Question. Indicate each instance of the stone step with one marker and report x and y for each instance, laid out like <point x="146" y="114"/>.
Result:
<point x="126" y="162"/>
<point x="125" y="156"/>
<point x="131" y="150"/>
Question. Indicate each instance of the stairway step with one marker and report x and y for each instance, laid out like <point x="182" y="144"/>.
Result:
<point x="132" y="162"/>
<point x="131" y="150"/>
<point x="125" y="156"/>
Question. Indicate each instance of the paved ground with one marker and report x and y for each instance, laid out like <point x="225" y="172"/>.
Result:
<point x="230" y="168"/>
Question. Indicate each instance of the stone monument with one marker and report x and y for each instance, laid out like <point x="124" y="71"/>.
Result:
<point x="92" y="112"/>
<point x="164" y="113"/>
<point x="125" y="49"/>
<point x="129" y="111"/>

-.-.-

Copy every line of the records above word for word, with the same characters and line breaks.

Question. Indicate each instance of the stone step with one marker and report x and y for each instance, laid out like <point x="146" y="114"/>.
Result:
<point x="126" y="162"/>
<point x="125" y="156"/>
<point x="131" y="150"/>
Question. Indicate each instance of the stairway step with one marker and report x and y for each instance, laid out like <point x="182" y="144"/>.
Result:
<point x="132" y="162"/>
<point x="131" y="150"/>
<point x="125" y="156"/>
Question. Indicate each instance of the paved ground with one marker and report x and y for each instance, laid out like <point x="225" y="172"/>.
Result:
<point x="230" y="168"/>
Question. Indicate each instance of the stone monument with one marker and report x and y for each instance, laid out like <point x="124" y="71"/>.
Result:
<point x="92" y="112"/>
<point x="164" y="113"/>
<point x="125" y="49"/>
<point x="129" y="111"/>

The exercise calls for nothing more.